Microsoft Introduces Higher Efficiency and Cost-Effective 1-Bit LLM
Microsoft has introduced a new language model called 1-Bit LLM (Large Language Model), with recent contributions from projects like BitNet.
The innovation lies in the representation of each parameter in the model, commonly known as weights, which are limited to only 1.58 bits. Unlike traditional LLMs that use 16-bit floating-point values (FP16) as weights, BitNet b1.58 restricts each weight to one of three values: -1, 0, or 1. This substantial reduction in the use of bits forms the foundation of the proposed model.
Despite each parameter in BitNet b1.58 using only 1.58 bits, the model performs comparably to traditional models in terms of perplexity and final task performance, given the same model size and training data. Importantly, it offers cost-effectiveness in terms of latency, memory usage, throughput, and energy consumption.
This 1.58-bit LLM introduces a new language model extension and training method that strikes a balance between high performance and cost-effectiveness. Furthermore, it opens up possibilities for new computing approaches and hints at the potential for dedicated hardware optimization for these 1-Bit LLMs.
The paper also explores the possibility of native support for long sequences in LLMs with BitNet b1.58. The authors suggest further research to explore the potential of lossless compression for achieving higher efficiency.
----------------------------------------
Exercise -> Copy out the article on Microsoft's 1-bit language model above in full, word for word.

Given information ->
----------------------------------------
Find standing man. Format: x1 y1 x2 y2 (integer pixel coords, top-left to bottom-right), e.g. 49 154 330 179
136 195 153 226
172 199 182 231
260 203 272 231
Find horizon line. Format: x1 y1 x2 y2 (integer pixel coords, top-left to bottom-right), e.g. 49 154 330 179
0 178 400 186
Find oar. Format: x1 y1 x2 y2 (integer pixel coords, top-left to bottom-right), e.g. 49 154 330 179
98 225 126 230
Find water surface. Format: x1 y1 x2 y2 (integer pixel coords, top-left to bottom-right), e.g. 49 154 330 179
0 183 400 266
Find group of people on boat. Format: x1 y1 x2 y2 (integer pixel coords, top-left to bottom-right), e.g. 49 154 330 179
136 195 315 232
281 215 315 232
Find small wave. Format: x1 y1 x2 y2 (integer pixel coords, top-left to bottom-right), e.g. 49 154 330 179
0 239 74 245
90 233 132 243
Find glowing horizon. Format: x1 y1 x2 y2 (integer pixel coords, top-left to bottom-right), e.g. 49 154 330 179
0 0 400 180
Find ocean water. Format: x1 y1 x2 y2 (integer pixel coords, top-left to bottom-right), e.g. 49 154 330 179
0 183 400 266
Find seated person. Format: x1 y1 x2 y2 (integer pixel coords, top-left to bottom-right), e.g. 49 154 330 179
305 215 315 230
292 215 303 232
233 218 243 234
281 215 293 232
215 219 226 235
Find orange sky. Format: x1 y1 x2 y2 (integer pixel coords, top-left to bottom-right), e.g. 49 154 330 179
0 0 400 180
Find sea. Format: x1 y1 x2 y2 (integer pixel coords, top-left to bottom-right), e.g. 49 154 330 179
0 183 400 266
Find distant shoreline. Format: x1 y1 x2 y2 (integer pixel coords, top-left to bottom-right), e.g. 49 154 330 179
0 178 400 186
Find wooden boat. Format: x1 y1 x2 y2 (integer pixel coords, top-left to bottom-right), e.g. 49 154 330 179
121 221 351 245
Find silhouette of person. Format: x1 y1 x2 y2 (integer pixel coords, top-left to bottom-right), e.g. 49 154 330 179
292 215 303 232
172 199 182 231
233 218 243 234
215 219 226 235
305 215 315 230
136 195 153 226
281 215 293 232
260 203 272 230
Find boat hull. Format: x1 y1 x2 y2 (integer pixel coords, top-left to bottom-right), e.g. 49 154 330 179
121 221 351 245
----------------------------------------
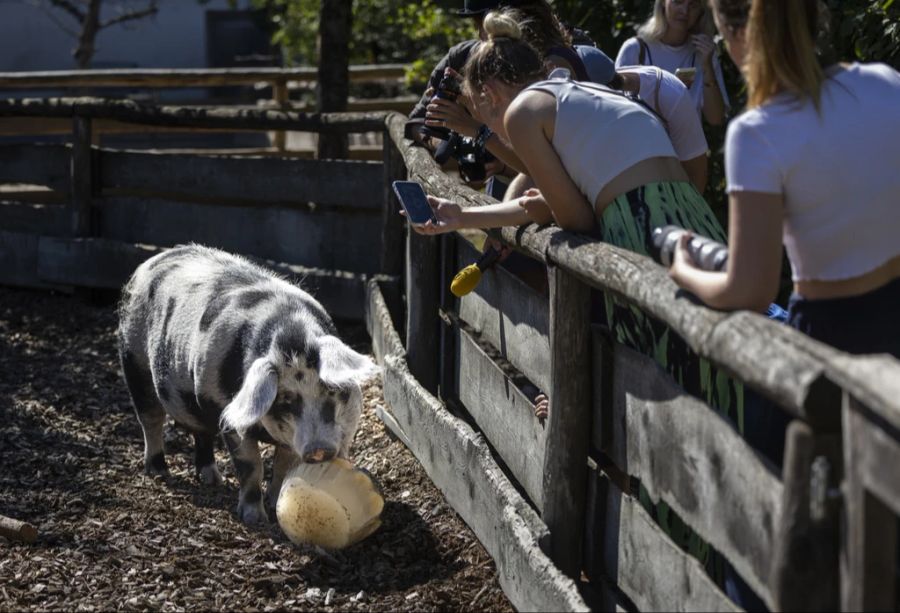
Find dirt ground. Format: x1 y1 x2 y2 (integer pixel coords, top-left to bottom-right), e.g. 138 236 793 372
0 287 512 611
----------------------------------------
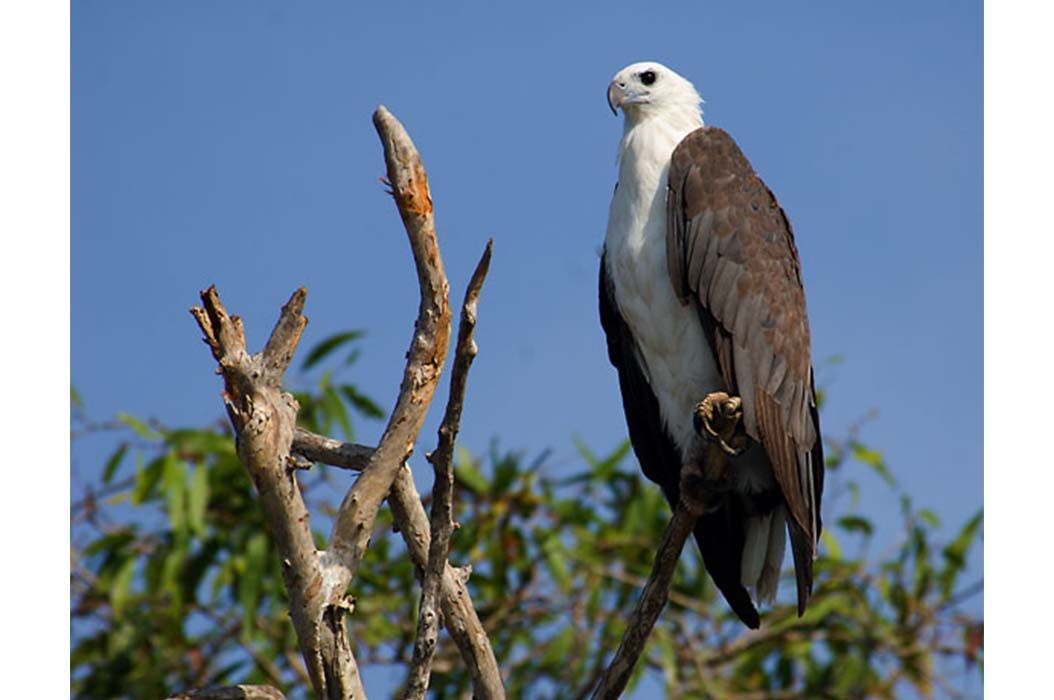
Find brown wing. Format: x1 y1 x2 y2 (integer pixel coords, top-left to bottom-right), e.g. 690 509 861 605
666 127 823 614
----------------------------------------
The answer ->
Microsoft Introduces Higher Efficiency and Cost-Effective 1-Bit LLM
Microsoft has introduced a new language model called 1-Bit LLM (Large Language Model), with recent contributions from projects like BitNet.
The innovation lies in the representation of each parameter in the model, commonly known as weights, which are limited to only 1.58 bits. Unlike traditional LLMs that use 16-bit floating-point values (FP16) as weights, BitNet b1.58 restricts each weight to one of three values: -1, 0, or 1. This substantial reduction in the use of bits forms the foundation of the proposed model.
Despite each parameter in BitNet b1.58 using only 1.58 bits, the model performs comparably to traditional models in terms of perplexity and final task performance, given the same model size and training data. Importantly, it offers cost-effectiveness in terms of latency, memory usage, throughput, and energy consumption.
This 1.58-bit LLM introduces a new language model extension and training method that strikes a balance between high performance and cost-effectiveness. Furthermore, it opens up possibilities for new computing approaches and hints at the potential for dedicated hardware optimization for these 1-Bit LLMs.
The paper also explores the possibility of native support for long sequences in LLMs with BitNet b1.58. The authors suggest further research to explore the potential of lossless compression for achieving higher efficiency.